Article:
↓

Despite continued government restrictions, some Rohingya have not left because they are holding out hope for the new government led by Aung San Suu Kyi's NLD, said Smith of Fortify Rights.
"Many Muslims in Rakhine State tell us they hope Daw Suu will usher in a better day for them. Anything, they say, will be better than the past," he said.
This hope is held despite the fact that the Rakhine State parliament is dominated by the Buddhist nationalist Arakan National Party (ANP).
The NLD itself did not field a single Muslim candidate in the November elections and has remained quiet on the persecution faced by the Rohingya, who are viewed with suspicion by many in Myanmar.
Nevertheless, Sultan, 65, said the NLD government now offers the best hope for change. He says he is too old to go anywhere and refuses to countenance sending his daughters away, even though life in the camp is a far cry from his old life as the owner of three small businesses and a brick house in Sittwe.
He now goes around selling 150-kyat (12 cents) tooth powder in the villages and camps, driving a motorcycle a friend has bought for him.
"I feel really desolate over losing our right to vote, but I have hopes that things would improve under the new government," he said, with his wife and seven daughters gathered around him.

↑

Exercises to complete:
A - Translate this sentence from the Rohingya article into Spanish: "This hope is held despite the fact that the Rakhine State parliament is dominated by the Buddhist nationalist Arakan National Party (ANP)."
B - Print the stretch of the Rohingya article that begins at the words "Nevertheless, Sultan, 65, said" and stops after "gathered around him.".

Supplied data:

↓

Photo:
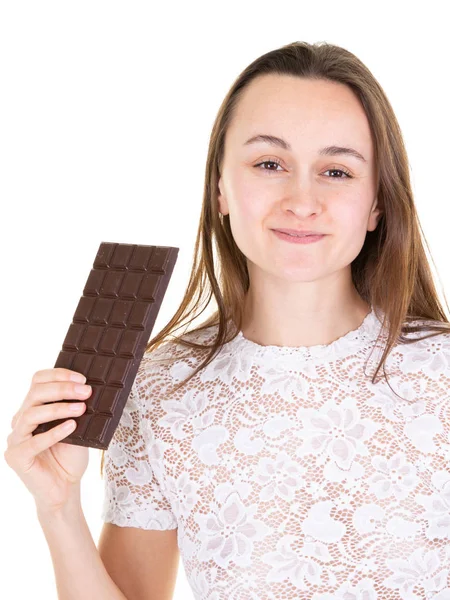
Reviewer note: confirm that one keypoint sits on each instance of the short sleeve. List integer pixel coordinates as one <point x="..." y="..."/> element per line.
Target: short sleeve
<point x="133" y="496"/>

↑

Solution set:
A - Esta esperanza se mantiene a pesar de que el parlamento del estado de Rakhine está dominado por el Partido Nacional de Arakan (ANP), de corte nacionalista budista.

B -
Nevertheless, Sultan, 65, said the NLD government now offers the best hope for change. He says he is too old to go anywhere and refuses to countenance sending his daughters away, even though life in the camp is a far cry from his old life as the owner of three small businesses and a brick house in Sittwe.
He now goes around selling 150-kyat (12 cents) tooth powder in the villages and camps, driving a motorcycle a friend has bought for him.
"I feel really desolate over losing our right to vote, but I have hopes that things would improve under the new government," he said, with his wife and seven daughters gathered around him.